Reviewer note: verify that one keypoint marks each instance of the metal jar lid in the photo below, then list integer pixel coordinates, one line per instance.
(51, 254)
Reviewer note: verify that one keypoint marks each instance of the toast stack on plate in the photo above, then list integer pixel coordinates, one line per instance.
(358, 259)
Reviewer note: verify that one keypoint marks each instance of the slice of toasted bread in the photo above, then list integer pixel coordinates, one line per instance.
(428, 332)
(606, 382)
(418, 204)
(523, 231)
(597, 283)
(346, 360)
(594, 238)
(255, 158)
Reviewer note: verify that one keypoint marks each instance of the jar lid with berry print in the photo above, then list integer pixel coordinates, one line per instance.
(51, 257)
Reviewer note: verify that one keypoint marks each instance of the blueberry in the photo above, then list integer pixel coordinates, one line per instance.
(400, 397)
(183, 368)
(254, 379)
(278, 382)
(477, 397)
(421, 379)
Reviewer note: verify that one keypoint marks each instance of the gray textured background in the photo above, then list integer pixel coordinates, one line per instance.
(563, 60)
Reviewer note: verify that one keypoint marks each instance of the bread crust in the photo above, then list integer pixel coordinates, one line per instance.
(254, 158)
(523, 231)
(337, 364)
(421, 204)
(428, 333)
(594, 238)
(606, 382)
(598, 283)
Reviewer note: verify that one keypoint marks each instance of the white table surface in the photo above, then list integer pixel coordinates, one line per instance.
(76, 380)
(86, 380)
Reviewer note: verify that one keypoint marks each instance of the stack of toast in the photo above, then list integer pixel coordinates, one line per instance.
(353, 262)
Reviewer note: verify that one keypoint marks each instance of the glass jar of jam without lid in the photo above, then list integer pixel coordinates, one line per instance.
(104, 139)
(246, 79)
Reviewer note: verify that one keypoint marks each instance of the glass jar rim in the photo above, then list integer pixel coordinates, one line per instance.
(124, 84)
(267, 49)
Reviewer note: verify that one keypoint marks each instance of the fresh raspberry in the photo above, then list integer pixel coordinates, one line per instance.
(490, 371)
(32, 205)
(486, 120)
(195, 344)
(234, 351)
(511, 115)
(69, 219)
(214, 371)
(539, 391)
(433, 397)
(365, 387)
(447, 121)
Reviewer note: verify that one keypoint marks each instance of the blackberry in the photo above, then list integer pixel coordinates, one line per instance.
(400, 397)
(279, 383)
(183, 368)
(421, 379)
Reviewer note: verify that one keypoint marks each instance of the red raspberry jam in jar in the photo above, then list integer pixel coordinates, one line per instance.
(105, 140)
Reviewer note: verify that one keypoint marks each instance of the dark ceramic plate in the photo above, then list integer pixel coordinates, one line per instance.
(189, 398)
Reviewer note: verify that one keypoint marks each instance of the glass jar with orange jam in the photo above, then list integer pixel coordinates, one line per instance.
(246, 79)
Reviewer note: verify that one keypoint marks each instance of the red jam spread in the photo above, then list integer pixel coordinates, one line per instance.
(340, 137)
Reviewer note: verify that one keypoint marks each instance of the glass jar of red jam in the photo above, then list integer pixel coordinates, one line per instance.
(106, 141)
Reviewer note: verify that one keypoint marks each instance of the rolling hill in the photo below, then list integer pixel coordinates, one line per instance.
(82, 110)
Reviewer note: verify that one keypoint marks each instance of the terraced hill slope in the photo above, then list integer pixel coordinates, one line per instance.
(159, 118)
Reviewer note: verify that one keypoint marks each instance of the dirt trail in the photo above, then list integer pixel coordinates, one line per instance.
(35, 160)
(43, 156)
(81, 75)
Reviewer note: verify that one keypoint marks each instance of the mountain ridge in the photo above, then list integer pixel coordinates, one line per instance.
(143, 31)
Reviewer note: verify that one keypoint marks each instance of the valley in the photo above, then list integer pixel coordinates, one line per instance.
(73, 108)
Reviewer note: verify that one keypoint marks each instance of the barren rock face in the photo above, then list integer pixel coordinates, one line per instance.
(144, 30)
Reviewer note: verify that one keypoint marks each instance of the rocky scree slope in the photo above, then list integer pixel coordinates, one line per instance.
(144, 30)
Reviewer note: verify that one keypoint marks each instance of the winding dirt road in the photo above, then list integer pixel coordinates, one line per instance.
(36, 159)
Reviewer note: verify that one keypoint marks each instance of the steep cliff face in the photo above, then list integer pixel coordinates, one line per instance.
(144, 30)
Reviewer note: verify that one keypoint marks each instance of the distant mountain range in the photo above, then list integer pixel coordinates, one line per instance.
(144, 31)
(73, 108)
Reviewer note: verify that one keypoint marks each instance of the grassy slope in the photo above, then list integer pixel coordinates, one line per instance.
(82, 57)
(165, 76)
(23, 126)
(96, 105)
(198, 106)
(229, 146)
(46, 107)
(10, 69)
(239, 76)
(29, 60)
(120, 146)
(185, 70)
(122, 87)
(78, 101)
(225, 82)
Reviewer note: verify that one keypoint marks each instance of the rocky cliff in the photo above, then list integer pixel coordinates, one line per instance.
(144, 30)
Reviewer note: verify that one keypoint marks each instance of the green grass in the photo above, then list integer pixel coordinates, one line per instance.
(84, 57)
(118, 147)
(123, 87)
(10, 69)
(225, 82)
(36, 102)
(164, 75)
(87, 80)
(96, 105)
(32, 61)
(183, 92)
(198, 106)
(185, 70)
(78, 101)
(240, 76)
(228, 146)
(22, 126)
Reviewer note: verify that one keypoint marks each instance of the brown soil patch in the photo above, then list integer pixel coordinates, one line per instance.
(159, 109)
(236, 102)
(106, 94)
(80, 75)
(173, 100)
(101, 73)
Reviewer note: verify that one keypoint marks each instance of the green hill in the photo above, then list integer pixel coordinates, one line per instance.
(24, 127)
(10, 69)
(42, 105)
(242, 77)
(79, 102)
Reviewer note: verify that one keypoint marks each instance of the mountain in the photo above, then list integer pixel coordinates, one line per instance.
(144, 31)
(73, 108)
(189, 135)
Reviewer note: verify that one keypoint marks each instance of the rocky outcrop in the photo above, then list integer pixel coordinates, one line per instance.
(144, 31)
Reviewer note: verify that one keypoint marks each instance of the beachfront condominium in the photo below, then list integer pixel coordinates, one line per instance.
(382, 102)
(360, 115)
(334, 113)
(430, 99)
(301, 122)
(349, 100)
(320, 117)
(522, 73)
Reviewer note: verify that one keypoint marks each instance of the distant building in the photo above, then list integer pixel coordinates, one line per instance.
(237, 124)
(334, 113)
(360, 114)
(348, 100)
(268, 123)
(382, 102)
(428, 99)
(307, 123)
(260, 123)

---*---

**TRY IT:** Your reply should consist only of the lines running from the line with "of the brown" to the end of the listing, retyped exactly.

**WORKED SOLUTION:**
Reviewer note: verify that one keypoint marks each instance of the brown soil patch in the photo above, then list integer pixel coordinates, one line per instance.
(159, 109)
(236, 102)
(106, 94)
(80, 75)
(173, 100)
(101, 73)
Reviewer note: verify that one keypoint marks each instance of the green hill in the photo above, then list integer pixel coordinates, one line per instance.
(24, 127)
(10, 69)
(42, 105)
(242, 77)
(79, 102)
Reviewer note: verify that one keypoint marks each instance of the mountain in the photo above, then list integer pixel coordinates, one line per instance.
(144, 31)
(73, 108)
(189, 135)
Reviewer note: verify that one keypoint marks each instance of the rocky outcrop in the photo above, then list integer pixel coordinates, one line per instance.
(144, 31)
Reviewer note: verify that one keypoint marks each instance of the beachfront condominium in the photo below, then list integer pixel coordinates, one line per instance.
(382, 102)
(360, 115)
(334, 113)
(430, 99)
(301, 122)
(349, 100)
(320, 117)
(522, 73)
Reviewer note: verify that one keypoint marks each instance of the distant building in the photo above, then list integer pixel coordinates, one line per instance.
(237, 124)
(334, 113)
(360, 114)
(348, 100)
(268, 123)
(382, 102)
(428, 99)
(307, 123)
(260, 123)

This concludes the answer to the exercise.